**Challenge**:
How many lines in the items below contain the string "wall"? Reply with the number alone.

Some records:
§ §

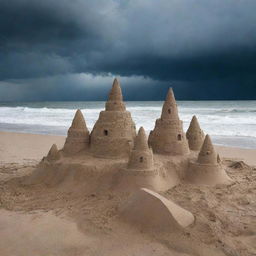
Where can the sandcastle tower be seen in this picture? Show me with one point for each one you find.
(78, 135)
(141, 157)
(206, 169)
(168, 137)
(53, 153)
(195, 135)
(114, 132)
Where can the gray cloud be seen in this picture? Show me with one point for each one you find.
(194, 43)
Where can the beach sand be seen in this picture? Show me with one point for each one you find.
(71, 220)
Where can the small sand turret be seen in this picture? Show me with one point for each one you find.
(78, 135)
(195, 135)
(207, 154)
(53, 153)
(206, 169)
(168, 137)
(141, 157)
(114, 132)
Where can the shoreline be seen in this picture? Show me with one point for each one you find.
(22, 147)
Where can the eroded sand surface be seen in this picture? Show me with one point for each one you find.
(74, 218)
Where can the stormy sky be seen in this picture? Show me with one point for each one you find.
(71, 50)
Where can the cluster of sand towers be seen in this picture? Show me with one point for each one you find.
(114, 136)
(149, 162)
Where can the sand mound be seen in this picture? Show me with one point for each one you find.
(239, 165)
(150, 211)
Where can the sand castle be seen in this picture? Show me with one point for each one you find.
(114, 158)
(168, 137)
(114, 137)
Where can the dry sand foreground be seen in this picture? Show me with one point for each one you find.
(71, 220)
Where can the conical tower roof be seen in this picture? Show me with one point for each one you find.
(116, 92)
(194, 126)
(53, 152)
(207, 153)
(115, 99)
(170, 110)
(78, 121)
(141, 142)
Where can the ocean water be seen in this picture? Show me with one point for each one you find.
(231, 123)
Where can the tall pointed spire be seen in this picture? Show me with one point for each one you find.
(78, 121)
(116, 92)
(169, 110)
(141, 142)
(115, 98)
(78, 135)
(207, 153)
(114, 132)
(168, 137)
(195, 135)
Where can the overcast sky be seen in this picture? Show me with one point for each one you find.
(71, 50)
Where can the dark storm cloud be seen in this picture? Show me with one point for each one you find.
(193, 44)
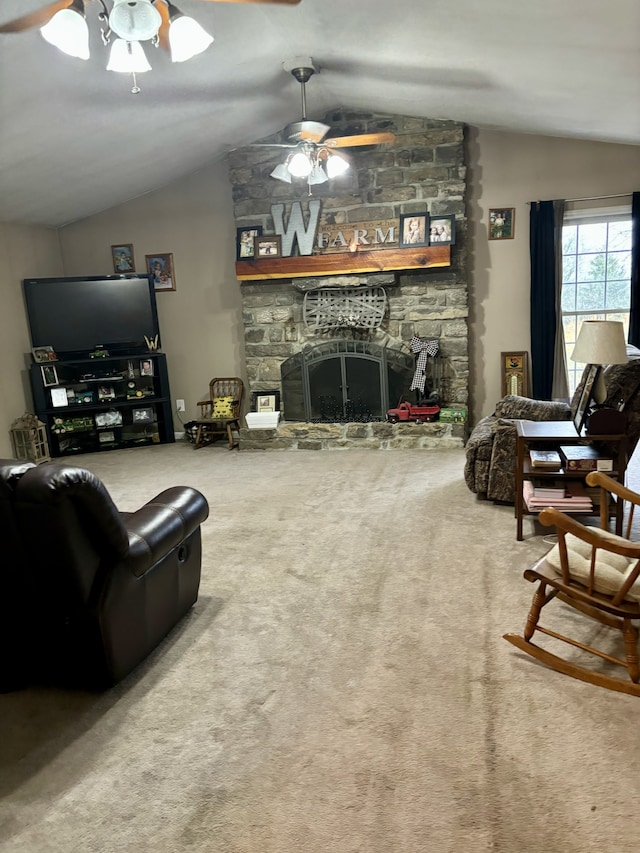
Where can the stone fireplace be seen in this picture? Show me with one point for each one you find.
(336, 380)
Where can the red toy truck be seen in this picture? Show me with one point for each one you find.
(420, 413)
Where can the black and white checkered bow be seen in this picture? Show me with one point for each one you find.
(424, 349)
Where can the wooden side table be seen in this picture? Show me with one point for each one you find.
(557, 433)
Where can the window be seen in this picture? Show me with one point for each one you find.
(596, 274)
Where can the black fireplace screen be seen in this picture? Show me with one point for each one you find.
(344, 380)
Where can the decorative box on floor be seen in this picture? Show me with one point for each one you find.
(29, 439)
(262, 420)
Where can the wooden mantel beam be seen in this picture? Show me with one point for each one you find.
(377, 260)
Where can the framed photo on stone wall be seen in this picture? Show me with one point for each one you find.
(267, 246)
(414, 229)
(442, 230)
(266, 401)
(245, 241)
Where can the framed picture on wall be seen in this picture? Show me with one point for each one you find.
(267, 246)
(515, 373)
(502, 223)
(414, 229)
(245, 241)
(442, 230)
(122, 257)
(266, 401)
(160, 266)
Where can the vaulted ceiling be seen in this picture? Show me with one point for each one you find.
(74, 140)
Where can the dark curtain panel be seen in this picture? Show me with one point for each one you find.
(634, 317)
(543, 298)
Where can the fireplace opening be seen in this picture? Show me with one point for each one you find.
(347, 381)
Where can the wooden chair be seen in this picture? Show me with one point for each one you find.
(596, 573)
(220, 414)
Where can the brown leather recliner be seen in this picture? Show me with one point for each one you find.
(104, 587)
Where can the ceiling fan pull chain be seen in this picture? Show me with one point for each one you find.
(105, 31)
(135, 89)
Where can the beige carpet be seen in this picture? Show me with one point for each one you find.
(341, 685)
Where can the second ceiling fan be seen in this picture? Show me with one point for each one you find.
(313, 156)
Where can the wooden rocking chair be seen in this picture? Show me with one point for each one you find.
(594, 572)
(220, 414)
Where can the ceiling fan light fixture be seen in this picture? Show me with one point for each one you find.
(317, 175)
(281, 173)
(68, 31)
(186, 37)
(134, 20)
(300, 165)
(336, 165)
(128, 57)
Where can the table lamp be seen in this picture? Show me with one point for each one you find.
(600, 342)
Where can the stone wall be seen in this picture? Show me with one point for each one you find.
(422, 171)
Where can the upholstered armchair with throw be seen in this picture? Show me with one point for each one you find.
(96, 590)
(491, 448)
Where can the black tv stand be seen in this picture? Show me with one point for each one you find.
(104, 403)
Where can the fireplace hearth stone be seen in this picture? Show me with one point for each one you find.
(373, 436)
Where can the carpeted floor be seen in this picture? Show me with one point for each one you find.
(341, 685)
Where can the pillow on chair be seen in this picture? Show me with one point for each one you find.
(223, 407)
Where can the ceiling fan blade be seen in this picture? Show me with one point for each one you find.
(359, 139)
(163, 31)
(35, 19)
(275, 2)
(273, 145)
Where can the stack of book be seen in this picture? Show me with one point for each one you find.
(549, 460)
(584, 457)
(573, 497)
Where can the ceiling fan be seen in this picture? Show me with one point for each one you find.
(44, 15)
(313, 154)
(63, 24)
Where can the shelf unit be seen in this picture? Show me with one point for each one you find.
(550, 435)
(104, 403)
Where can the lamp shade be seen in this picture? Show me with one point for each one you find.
(600, 342)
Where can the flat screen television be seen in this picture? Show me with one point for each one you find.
(77, 315)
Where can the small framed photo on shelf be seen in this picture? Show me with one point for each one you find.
(245, 241)
(146, 367)
(106, 392)
(108, 419)
(122, 257)
(267, 246)
(266, 401)
(49, 375)
(59, 398)
(502, 223)
(413, 229)
(442, 230)
(43, 354)
(143, 415)
(161, 268)
(515, 373)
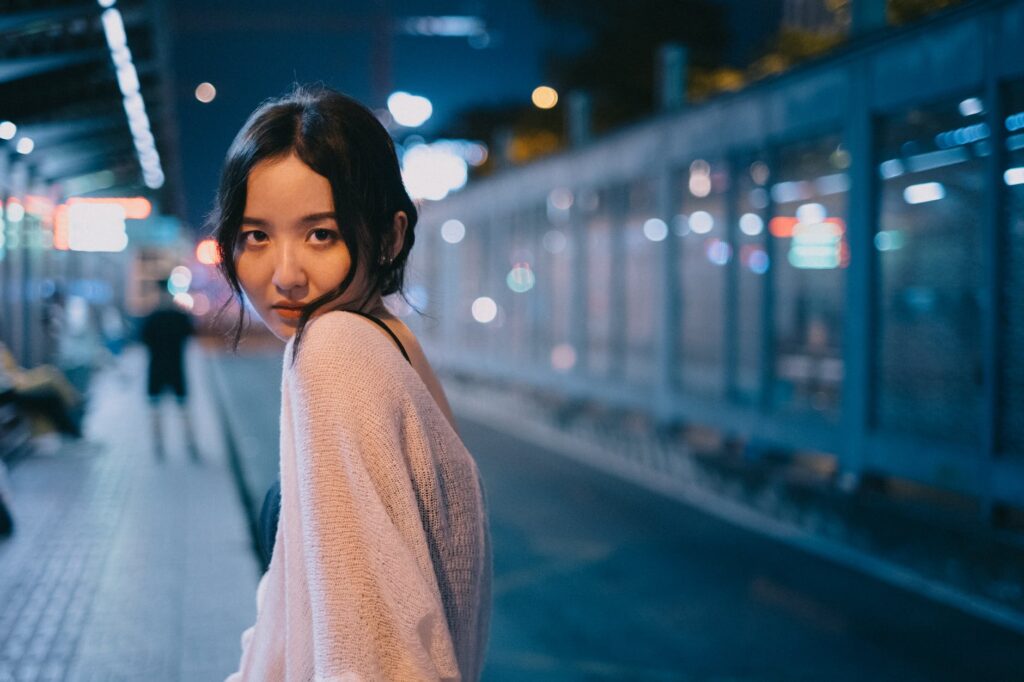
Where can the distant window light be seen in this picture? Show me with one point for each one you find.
(205, 92)
(751, 224)
(655, 229)
(409, 110)
(484, 309)
(453, 230)
(891, 168)
(545, 96)
(520, 279)
(972, 107)
(924, 193)
(701, 222)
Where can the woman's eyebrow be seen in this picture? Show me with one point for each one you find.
(312, 217)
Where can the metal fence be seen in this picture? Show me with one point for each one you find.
(829, 260)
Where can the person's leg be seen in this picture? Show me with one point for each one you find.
(158, 438)
(182, 401)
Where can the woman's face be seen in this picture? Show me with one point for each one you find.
(290, 250)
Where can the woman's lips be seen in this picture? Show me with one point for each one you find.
(289, 313)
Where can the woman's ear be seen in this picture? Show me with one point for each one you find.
(398, 226)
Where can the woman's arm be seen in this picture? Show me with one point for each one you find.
(376, 607)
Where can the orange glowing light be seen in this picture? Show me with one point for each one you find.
(60, 227)
(207, 252)
(781, 226)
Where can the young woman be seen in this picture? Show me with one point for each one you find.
(381, 565)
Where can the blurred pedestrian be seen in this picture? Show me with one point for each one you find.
(165, 332)
(381, 561)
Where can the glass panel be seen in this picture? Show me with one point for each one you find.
(929, 367)
(642, 260)
(1012, 324)
(471, 285)
(517, 268)
(598, 223)
(704, 254)
(809, 250)
(555, 280)
(752, 212)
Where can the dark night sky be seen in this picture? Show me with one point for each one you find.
(256, 49)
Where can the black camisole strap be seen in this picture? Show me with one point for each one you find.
(386, 329)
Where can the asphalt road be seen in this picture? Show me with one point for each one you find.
(596, 579)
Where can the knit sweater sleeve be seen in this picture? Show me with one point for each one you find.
(374, 599)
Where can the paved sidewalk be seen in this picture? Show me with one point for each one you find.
(123, 567)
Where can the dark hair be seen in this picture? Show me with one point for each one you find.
(342, 140)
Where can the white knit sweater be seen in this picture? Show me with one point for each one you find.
(382, 562)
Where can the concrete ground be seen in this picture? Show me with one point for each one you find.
(122, 566)
(127, 567)
(597, 578)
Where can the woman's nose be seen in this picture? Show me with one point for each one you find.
(288, 271)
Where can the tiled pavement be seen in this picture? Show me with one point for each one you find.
(124, 567)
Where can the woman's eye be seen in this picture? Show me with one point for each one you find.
(325, 235)
(253, 237)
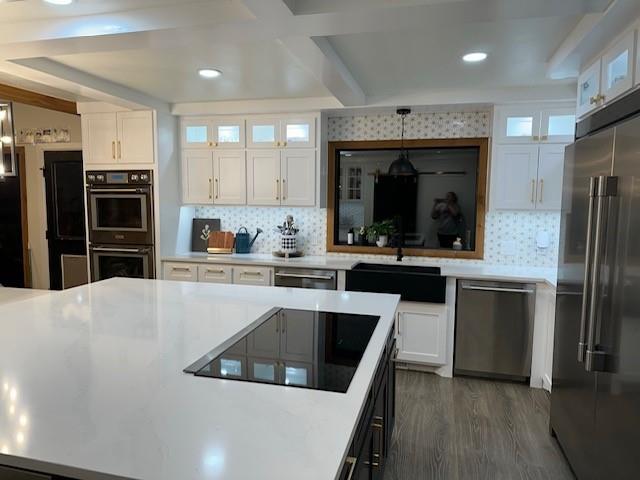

§ §

**Reply**:
3